Referring expression data |
==========

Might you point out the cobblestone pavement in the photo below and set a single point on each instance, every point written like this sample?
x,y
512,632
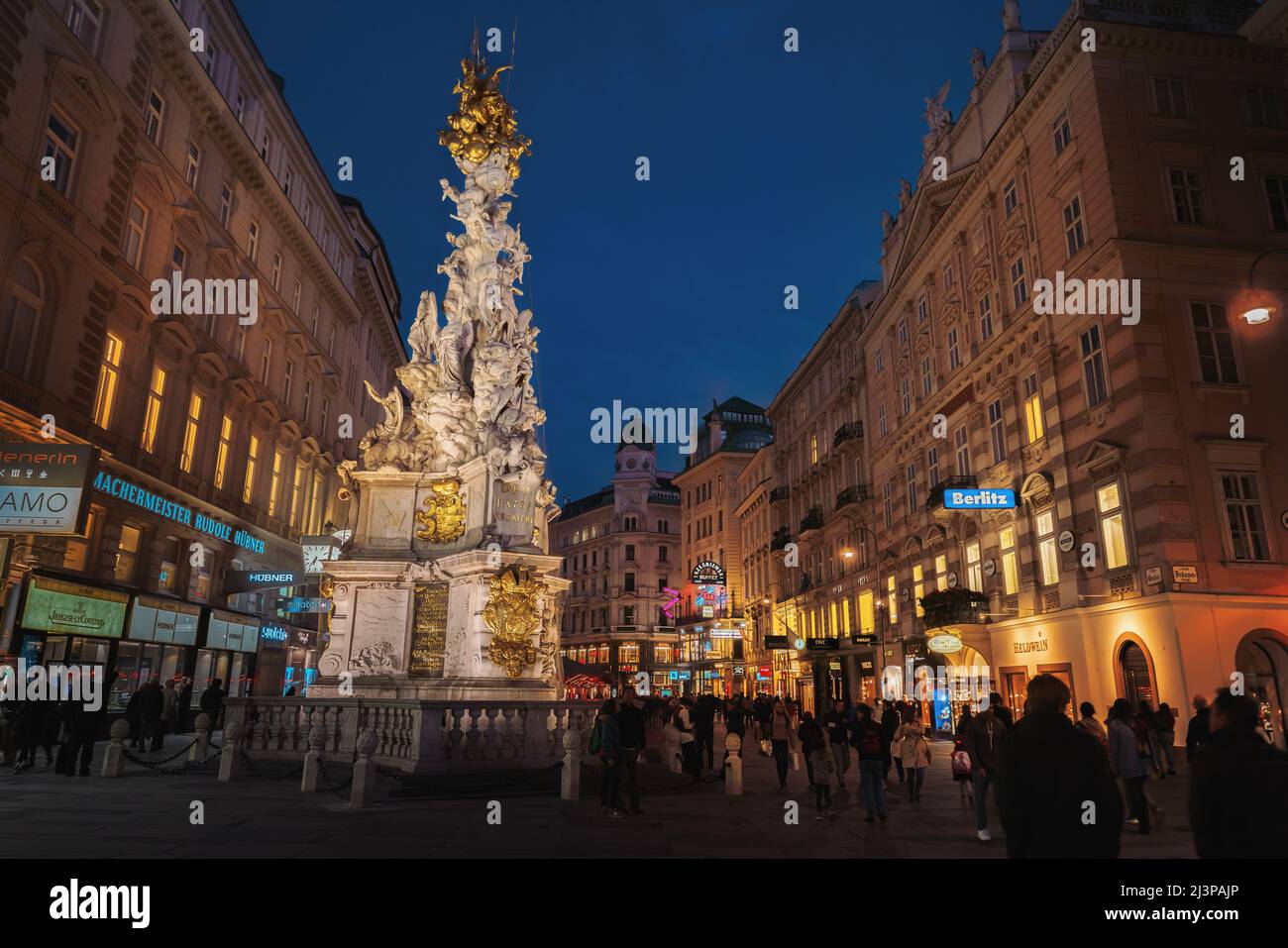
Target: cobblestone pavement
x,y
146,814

==========

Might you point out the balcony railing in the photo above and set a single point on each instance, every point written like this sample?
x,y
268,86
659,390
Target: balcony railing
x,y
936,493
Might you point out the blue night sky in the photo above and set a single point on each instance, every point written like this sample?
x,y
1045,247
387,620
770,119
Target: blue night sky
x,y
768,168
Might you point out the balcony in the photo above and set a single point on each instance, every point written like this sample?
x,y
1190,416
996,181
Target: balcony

==========

List every line from the entries above in which "this" appears.

Might you point out the cobblestone pavement in the photo below and set a single point on each instance, every point written like this sample?
Might you point out the balcony railing in the photo above and set a single point on each instance, every point written like this sample?
Might you point out the blue night sky in the photo above and set a single point on each instance, every point written like this sample?
Might you point out the balcony in the photo above and set a single point on each instance, every point written like this sample?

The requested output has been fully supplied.